**The task:**
After locating the line that contains "Target: multi-story building" in the records below, write out exactly that line and each line after it through the one that contains "Where can the dark jacket", and nothing else.

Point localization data
------------------------------

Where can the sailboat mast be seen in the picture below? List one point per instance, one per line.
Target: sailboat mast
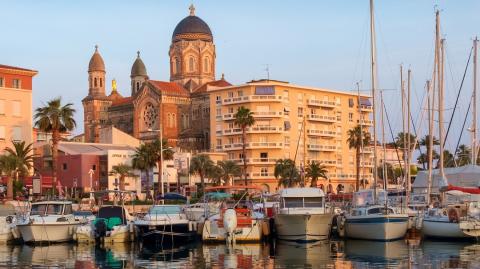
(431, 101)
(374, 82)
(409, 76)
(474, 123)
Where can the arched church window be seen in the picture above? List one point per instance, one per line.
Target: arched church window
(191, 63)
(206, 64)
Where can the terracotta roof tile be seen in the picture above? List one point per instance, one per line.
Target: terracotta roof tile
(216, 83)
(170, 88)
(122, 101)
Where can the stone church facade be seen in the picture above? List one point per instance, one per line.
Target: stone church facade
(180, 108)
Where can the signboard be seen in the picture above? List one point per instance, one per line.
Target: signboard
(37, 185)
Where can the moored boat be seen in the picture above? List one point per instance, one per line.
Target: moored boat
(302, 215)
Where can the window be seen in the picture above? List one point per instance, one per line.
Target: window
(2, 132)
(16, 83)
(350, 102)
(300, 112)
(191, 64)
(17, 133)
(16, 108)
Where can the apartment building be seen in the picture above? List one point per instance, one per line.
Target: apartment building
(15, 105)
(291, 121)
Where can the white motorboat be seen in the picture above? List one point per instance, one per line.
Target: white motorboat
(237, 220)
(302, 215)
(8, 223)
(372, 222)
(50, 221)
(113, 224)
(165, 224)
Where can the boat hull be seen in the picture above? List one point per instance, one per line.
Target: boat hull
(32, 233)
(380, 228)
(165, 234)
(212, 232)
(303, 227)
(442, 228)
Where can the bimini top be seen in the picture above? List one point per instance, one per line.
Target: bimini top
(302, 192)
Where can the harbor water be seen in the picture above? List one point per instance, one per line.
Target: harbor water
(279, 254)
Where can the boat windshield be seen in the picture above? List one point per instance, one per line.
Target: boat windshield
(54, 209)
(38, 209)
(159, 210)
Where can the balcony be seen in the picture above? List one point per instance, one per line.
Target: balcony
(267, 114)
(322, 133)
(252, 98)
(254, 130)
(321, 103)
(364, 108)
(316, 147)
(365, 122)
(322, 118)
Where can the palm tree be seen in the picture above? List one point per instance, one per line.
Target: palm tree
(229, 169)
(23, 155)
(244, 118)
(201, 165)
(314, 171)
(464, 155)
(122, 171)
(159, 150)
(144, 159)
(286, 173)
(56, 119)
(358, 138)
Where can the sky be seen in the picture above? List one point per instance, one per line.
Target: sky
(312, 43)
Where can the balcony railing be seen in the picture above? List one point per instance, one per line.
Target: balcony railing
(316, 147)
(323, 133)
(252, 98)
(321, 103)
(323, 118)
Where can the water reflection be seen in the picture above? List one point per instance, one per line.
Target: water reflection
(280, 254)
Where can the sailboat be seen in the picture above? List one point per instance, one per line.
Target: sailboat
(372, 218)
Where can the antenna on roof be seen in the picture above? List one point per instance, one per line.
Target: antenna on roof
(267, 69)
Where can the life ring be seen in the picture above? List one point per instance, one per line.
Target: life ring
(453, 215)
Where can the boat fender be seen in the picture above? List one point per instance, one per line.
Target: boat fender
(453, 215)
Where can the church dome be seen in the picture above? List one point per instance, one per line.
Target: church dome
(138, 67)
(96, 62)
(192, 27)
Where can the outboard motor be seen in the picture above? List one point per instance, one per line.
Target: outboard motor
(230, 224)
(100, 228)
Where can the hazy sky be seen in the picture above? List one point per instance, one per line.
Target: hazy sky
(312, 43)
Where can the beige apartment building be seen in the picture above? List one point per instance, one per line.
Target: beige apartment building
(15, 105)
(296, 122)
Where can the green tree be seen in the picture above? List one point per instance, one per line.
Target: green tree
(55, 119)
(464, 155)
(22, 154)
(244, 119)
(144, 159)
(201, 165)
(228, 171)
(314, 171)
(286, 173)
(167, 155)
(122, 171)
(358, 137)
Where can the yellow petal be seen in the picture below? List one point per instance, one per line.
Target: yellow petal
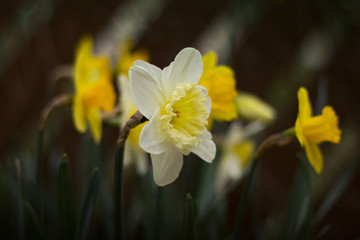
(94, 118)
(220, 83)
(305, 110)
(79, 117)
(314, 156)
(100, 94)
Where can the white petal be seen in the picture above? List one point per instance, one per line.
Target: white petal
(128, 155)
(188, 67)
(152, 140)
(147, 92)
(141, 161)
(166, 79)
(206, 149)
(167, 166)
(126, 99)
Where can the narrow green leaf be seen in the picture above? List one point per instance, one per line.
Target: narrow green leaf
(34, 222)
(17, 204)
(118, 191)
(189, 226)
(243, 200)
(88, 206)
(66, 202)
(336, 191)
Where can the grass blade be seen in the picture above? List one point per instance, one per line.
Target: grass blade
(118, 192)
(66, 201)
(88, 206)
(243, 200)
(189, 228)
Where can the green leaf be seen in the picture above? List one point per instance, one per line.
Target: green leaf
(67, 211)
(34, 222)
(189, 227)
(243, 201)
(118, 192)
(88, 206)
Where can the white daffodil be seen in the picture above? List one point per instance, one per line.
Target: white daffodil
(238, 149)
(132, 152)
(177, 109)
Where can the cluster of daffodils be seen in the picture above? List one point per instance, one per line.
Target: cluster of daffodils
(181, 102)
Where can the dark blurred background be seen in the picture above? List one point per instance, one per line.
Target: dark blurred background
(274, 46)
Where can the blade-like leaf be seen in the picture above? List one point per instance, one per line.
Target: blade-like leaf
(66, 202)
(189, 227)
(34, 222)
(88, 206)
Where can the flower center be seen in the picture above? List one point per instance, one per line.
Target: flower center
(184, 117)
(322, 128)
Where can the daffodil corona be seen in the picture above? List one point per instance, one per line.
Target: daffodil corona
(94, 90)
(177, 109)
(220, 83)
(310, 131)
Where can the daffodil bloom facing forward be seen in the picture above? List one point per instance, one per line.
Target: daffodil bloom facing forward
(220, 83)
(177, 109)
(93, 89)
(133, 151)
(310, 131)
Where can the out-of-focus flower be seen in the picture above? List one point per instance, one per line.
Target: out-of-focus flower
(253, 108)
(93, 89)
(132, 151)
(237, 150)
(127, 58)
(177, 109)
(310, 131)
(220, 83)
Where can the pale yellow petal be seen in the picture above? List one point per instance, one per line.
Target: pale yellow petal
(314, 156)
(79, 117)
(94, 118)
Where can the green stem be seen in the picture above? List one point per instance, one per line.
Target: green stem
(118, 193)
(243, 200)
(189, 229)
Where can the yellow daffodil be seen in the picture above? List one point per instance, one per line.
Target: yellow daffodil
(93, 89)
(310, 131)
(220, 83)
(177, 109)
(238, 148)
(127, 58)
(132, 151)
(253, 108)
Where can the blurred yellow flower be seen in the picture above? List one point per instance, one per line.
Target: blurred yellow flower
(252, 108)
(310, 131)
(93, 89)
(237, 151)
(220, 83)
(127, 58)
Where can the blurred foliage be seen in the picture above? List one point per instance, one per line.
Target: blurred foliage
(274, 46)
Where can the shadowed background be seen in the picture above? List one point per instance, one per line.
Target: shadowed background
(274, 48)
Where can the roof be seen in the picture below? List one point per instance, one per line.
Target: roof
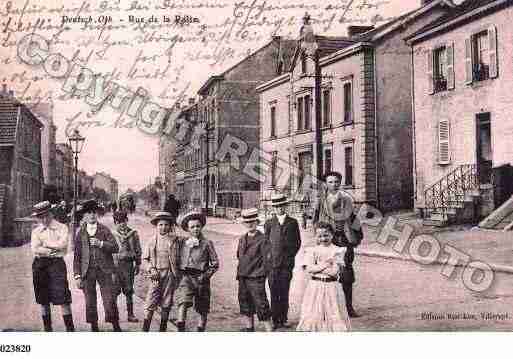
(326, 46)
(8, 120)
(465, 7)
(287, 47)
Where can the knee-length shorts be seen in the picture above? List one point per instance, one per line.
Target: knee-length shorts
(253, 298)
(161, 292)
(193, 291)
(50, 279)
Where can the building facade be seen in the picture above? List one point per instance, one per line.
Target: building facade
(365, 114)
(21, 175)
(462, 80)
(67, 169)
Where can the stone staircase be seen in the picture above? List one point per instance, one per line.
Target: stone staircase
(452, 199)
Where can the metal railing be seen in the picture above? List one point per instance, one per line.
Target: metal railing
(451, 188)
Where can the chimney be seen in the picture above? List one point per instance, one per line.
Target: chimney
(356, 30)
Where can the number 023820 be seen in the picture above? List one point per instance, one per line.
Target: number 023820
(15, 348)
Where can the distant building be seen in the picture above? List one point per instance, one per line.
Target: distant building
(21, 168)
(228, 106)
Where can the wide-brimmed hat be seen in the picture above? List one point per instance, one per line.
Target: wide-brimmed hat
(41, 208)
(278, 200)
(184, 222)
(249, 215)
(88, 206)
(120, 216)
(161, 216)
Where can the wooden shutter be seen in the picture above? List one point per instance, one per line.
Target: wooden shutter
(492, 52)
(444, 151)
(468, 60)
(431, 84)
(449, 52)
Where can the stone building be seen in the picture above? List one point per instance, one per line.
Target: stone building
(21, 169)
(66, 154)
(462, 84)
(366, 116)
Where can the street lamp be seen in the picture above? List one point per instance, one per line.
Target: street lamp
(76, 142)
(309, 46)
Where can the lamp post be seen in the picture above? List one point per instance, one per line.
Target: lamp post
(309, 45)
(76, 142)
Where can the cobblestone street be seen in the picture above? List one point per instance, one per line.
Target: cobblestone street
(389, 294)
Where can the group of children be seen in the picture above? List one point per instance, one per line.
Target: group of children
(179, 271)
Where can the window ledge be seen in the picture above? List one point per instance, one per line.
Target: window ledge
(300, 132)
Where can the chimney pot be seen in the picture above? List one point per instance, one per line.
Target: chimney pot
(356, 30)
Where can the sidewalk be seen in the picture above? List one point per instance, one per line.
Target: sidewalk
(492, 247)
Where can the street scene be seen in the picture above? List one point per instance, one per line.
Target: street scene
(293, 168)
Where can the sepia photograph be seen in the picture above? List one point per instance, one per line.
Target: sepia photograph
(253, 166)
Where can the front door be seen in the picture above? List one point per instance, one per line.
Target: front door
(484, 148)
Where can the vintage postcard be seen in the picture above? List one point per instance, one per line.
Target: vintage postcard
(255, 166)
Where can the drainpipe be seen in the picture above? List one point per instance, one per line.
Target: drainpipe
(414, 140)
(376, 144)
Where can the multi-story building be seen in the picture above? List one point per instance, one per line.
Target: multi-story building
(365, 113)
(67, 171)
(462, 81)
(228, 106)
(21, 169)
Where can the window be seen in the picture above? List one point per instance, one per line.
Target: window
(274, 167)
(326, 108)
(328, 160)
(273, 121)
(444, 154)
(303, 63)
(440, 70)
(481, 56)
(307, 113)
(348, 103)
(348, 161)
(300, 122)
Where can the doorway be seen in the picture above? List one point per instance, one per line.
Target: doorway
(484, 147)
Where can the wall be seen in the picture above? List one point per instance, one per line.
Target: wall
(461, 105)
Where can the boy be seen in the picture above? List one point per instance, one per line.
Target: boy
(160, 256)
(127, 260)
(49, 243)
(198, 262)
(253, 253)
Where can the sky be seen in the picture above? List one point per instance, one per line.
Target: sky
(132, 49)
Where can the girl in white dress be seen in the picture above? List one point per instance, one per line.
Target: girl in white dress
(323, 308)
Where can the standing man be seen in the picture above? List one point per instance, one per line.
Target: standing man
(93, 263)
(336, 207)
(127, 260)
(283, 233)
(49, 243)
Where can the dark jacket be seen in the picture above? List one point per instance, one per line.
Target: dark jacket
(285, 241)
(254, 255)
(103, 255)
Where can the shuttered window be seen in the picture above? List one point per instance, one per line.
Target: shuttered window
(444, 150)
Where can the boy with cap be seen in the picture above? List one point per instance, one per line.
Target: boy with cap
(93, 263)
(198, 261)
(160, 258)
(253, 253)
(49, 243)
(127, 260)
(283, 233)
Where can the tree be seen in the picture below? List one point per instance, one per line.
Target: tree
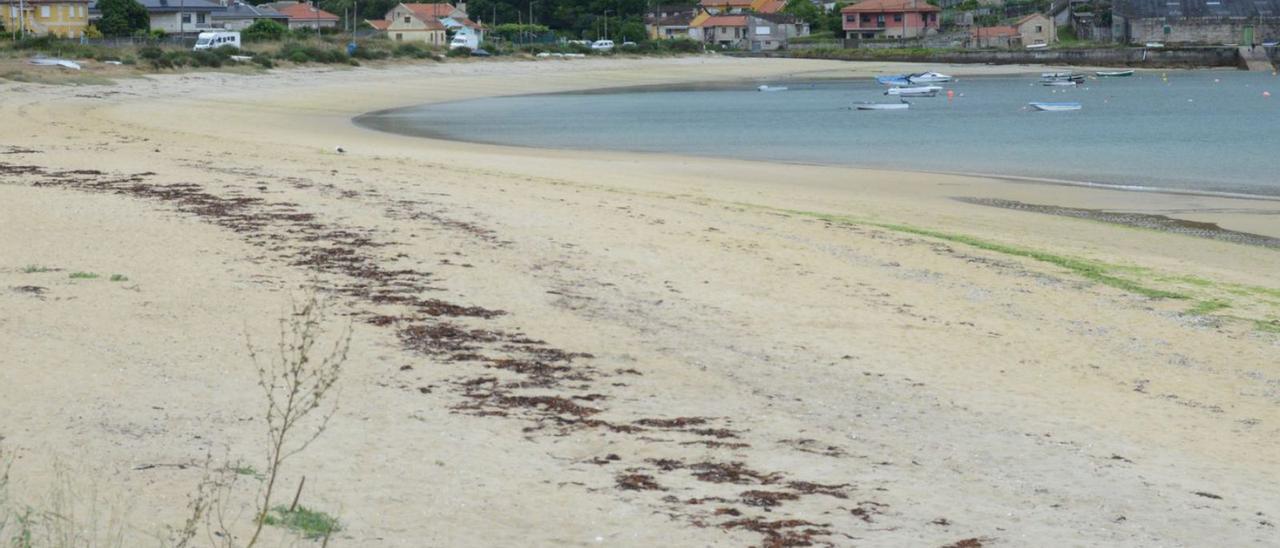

------------------------------

**Output for this exercise:**
Target: multi-story building
(365, 113)
(67, 171)
(462, 81)
(228, 106)
(21, 169)
Where can the window be seen in the picture above? List one point per instance, one per line.
Target: window
(274, 167)
(326, 108)
(328, 160)
(273, 121)
(444, 154)
(303, 63)
(440, 70)
(481, 56)
(307, 113)
(348, 103)
(348, 161)
(300, 122)
Where can the doorway be seen in the picture above? List one point per instance, one per line.
Target: doorway
(484, 147)
Where can the wall be seen in the picture above? List one point per instance, one per line.
Target: wall
(461, 105)
Where can the boy be seen in the picture above? List one point per instance, one per line.
Target: boy
(160, 256)
(127, 260)
(49, 243)
(198, 262)
(253, 253)
Where can the sky be seen in the picture above? List one point per instance, one per line.
Target: sky
(132, 49)
Where can the girl in white dress be seen in the picture above? List one point per instance, one per line.
Target: girl in white dress
(323, 308)
Where can the standing man be seen in the picture above? List one point per instance, one per line.
Target: standing man
(93, 263)
(336, 207)
(127, 260)
(283, 233)
(49, 243)
Where can the dark jacket be seen in the picture above? List one point per instance, one per line.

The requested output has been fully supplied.